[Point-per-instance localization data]
=== Section Start ===

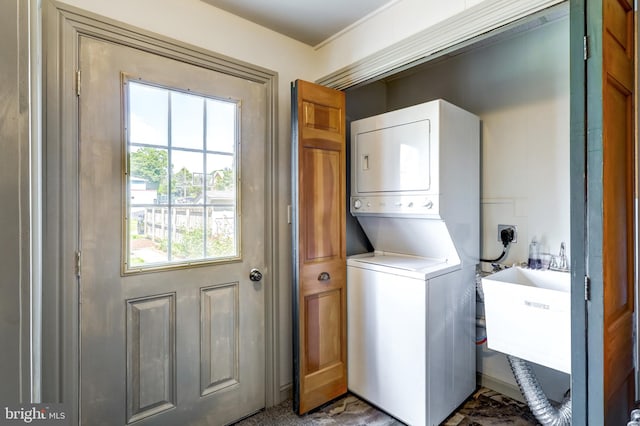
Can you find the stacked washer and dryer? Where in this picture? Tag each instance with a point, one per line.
(415, 184)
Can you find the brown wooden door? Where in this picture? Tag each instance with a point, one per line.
(320, 296)
(618, 223)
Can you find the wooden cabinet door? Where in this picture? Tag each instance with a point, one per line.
(319, 287)
(618, 208)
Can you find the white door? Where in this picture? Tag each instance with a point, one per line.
(171, 165)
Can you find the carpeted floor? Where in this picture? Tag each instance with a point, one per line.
(483, 408)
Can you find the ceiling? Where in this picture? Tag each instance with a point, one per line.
(308, 21)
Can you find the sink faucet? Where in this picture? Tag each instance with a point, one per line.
(563, 262)
(560, 262)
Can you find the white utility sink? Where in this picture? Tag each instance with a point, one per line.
(528, 315)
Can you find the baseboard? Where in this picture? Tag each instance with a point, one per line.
(498, 385)
(286, 392)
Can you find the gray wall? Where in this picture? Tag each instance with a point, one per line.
(14, 198)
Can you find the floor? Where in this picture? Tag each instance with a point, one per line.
(484, 408)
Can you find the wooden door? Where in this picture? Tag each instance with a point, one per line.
(171, 224)
(619, 232)
(319, 293)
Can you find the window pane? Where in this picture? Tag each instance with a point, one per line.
(187, 178)
(182, 196)
(148, 243)
(221, 231)
(148, 114)
(221, 126)
(148, 182)
(188, 241)
(221, 175)
(187, 121)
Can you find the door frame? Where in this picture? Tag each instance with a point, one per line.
(63, 25)
(582, 19)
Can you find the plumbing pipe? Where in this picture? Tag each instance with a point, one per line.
(542, 409)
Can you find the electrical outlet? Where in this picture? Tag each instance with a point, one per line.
(515, 232)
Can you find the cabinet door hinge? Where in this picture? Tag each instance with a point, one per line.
(78, 82)
(585, 47)
(587, 288)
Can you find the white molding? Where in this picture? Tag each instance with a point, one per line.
(475, 21)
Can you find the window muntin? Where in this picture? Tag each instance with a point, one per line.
(181, 180)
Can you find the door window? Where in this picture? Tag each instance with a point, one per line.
(181, 178)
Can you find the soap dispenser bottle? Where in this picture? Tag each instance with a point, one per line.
(535, 262)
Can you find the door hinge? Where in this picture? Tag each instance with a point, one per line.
(78, 82)
(78, 263)
(585, 47)
(587, 288)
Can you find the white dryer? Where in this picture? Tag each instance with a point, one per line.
(411, 303)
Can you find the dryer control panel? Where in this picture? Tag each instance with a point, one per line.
(404, 205)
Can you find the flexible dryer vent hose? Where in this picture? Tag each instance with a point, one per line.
(547, 414)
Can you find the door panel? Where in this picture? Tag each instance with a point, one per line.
(618, 206)
(320, 353)
(182, 343)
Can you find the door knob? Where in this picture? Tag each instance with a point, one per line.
(324, 276)
(255, 275)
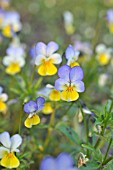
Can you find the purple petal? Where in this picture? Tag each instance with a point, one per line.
(76, 73)
(60, 84)
(64, 72)
(64, 161)
(110, 15)
(48, 163)
(40, 48)
(51, 48)
(40, 102)
(30, 106)
(70, 52)
(79, 85)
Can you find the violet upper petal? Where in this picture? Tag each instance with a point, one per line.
(64, 72)
(76, 73)
(30, 106)
(40, 102)
(64, 161)
(69, 52)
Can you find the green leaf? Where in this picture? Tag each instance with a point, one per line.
(69, 132)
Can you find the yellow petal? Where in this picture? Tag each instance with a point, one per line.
(69, 94)
(103, 59)
(13, 68)
(10, 161)
(54, 95)
(30, 121)
(110, 27)
(7, 31)
(47, 68)
(47, 109)
(3, 106)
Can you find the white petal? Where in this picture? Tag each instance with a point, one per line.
(16, 141)
(1, 89)
(7, 60)
(56, 58)
(39, 59)
(4, 97)
(2, 151)
(41, 48)
(100, 48)
(21, 61)
(5, 139)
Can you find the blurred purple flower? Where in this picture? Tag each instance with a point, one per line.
(110, 15)
(33, 106)
(62, 162)
(84, 47)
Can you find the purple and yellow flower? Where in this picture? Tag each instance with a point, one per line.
(103, 54)
(110, 19)
(31, 107)
(14, 60)
(72, 56)
(10, 23)
(49, 92)
(70, 82)
(69, 22)
(4, 4)
(46, 58)
(3, 99)
(10, 146)
(63, 162)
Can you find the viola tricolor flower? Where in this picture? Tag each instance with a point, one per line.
(50, 92)
(11, 23)
(72, 56)
(10, 145)
(46, 58)
(70, 82)
(4, 3)
(103, 54)
(68, 22)
(62, 162)
(31, 107)
(3, 99)
(110, 20)
(14, 60)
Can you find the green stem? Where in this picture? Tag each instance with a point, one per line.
(107, 150)
(50, 129)
(105, 161)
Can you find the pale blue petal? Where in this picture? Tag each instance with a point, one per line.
(51, 48)
(70, 52)
(76, 73)
(48, 163)
(40, 102)
(64, 161)
(64, 72)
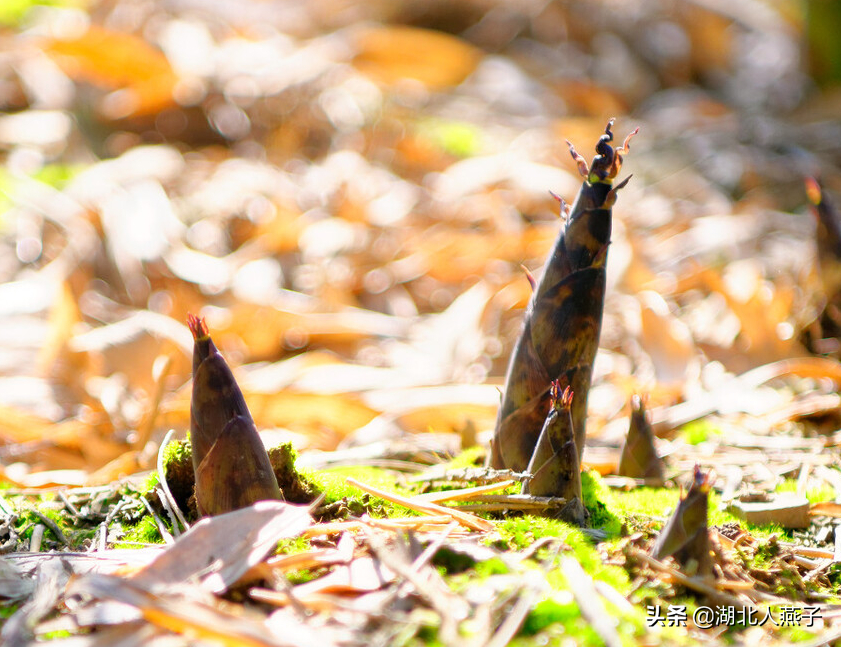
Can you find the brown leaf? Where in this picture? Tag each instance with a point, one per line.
(436, 59)
(219, 550)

=== Section End ===

## Assigned task
The copy should match the records above exactly, except that pictures are dropped.

## Finished exercise
Can you find the stacked washer and dryer? Where in this picture? Tag each instance with a point, one per line.
(415, 184)
Can you find the brown wooden door? Where in this picture? Tag each instance with a point, one per line.
(320, 296)
(618, 223)
Can you find the wooden cabinet door? Where in this picture? Tag each instance with a point, one per line.
(319, 287)
(618, 208)
Can you find the white door? Where in this picture? Tag each instance with a point, one per line.
(171, 165)
Can you find the carpeted floor? Where in this picture? Tag each instance with a point, one per line.
(483, 408)
Can you find the ceiling? Where in this picture? Tag each instance with a point, one per line.
(308, 21)
Can you find the sink faucet? Where in this picture? Tag each instance with a point, one per line.
(563, 262)
(560, 262)
Can you find the white utility sink? Where in this picture? Tag each instance with a point, one per line.
(528, 315)
Can you find the baseboard? Where in this picture? Tag each instance with a point, one per line.
(498, 385)
(286, 392)
Can you find the gray wall? Where in this picture? Tag each instance with a point, one per line.
(14, 198)
Can you find the floor? Where in this picture? Tag each instance with a point, one per line.
(484, 408)
Can you find the wooden door? Where in this picture? Tag each instance with a point, one per line.
(171, 224)
(619, 232)
(319, 293)
Can you find the window pane? Where in this picture? Tag each instance with a point, one per line.
(187, 178)
(182, 196)
(148, 243)
(221, 231)
(148, 114)
(221, 126)
(148, 182)
(188, 241)
(221, 175)
(187, 121)
Can you find the door frame? Where in this picture? Tag each instance with a point, one per line.
(63, 25)
(582, 19)
Can you find the plumbing pipe? Where in this picture? Tag each instance with a point, one per line.
(542, 409)
Can you find the electrical outlet? Where in this picture? Tag each instance with a point, one per line.
(515, 232)
Can you find the cabinet door hinge? Where in this picture? Tag each instance with a point, one per line.
(78, 82)
(585, 47)
(587, 288)
Can you find the white molding? Where in this picture? Tag each instance with a point, one per line.
(475, 21)
Can you find the window muntin? Where in this picture? Tag each instance with a point, one per line.
(181, 180)
Can you find the door window? Where in this picture? Tag each instance with a point, one per line.
(181, 178)
Can you find the soap dispenser bottle? Where in this picture? Tag each instance with a point, one per line.
(535, 262)
Can you find the door hinge? Where in this picture? Tag each instance with a point, one per line.
(78, 82)
(78, 263)
(585, 47)
(587, 288)
Can you find the white dryer? Where in this picture? Tag each instance with a point, one per line.
(411, 303)
Can you find the dryer control panel? Where in this picture? Tag each instance with a point, one per line.
(404, 205)
Can you find the flexible dryer vent hose? Where in this picture? Tag each instance with a point, one per line.
(547, 414)
Can you find the door panel? Where in this picture? Tag each instance with a point, one per line.
(618, 206)
(320, 353)
(182, 343)
Can you find the door knob? Where in this picture? Tag each instance with a point, one per line.
(324, 276)
(255, 275)
Can you find the purple petal? Where in this picture? Tag each instance with a point, one per line.
(76, 73)
(60, 84)
(64, 72)
(64, 161)
(110, 15)
(48, 163)
(40, 48)
(51, 48)
(40, 102)
(30, 106)
(70, 52)
(79, 85)
Can you find the violet upper petal? Where in this picture? Tag each instance with a point, one per line.
(64, 72)
(76, 73)
(30, 106)
(40, 102)
(64, 161)
(69, 52)
Can you find the green leaf? Where in this picture? Tag each instance with a point, one per line.
(69, 132)
Can you find the yellow petal? Where in this picture? Tag each instance with a point, one per line.
(69, 94)
(103, 59)
(13, 68)
(10, 161)
(54, 95)
(30, 121)
(110, 27)
(7, 31)
(47, 68)
(47, 109)
(3, 106)
Can you find the white petal? Where in this picture? Tag each instance with a point, one per line.
(16, 141)
(1, 89)
(7, 60)
(56, 58)
(39, 59)
(4, 97)
(2, 151)
(41, 48)
(100, 48)
(21, 61)
(5, 139)
Can you find the blurred purple flower? Where in this picture? Tag each instance with a point, one per line.
(110, 15)
(33, 106)
(62, 162)
(84, 47)
Can you find the purple and yellow flower? Where in this picture? Tag each instance with a point, one per line.
(103, 54)
(110, 19)
(31, 107)
(14, 60)
(72, 56)
(10, 23)
(49, 92)
(70, 82)
(69, 22)
(4, 4)
(46, 58)
(3, 99)
(10, 146)
(63, 162)
Can you find the viola tricolor flower? Where in this picture? Tag each instance with a point, one per line.
(50, 92)
(11, 23)
(72, 56)
(10, 145)
(46, 58)
(70, 82)
(4, 3)
(103, 54)
(68, 22)
(62, 162)
(31, 107)
(3, 99)
(110, 20)
(14, 60)
Can you find the green stem? Where in this picture? Tag each instance with a point, one per line.
(107, 150)
(50, 129)
(105, 161)
Can you find the pale blue petal? Where in this picture? Tag each instance with a point, one per line.
(51, 48)
(70, 52)
(76, 73)
(48, 163)
(40, 102)
(64, 161)
(64, 72)
Can you find the brown leaf? Where in this picture? Tag each instance with a point, one per line.
(436, 59)
(219, 550)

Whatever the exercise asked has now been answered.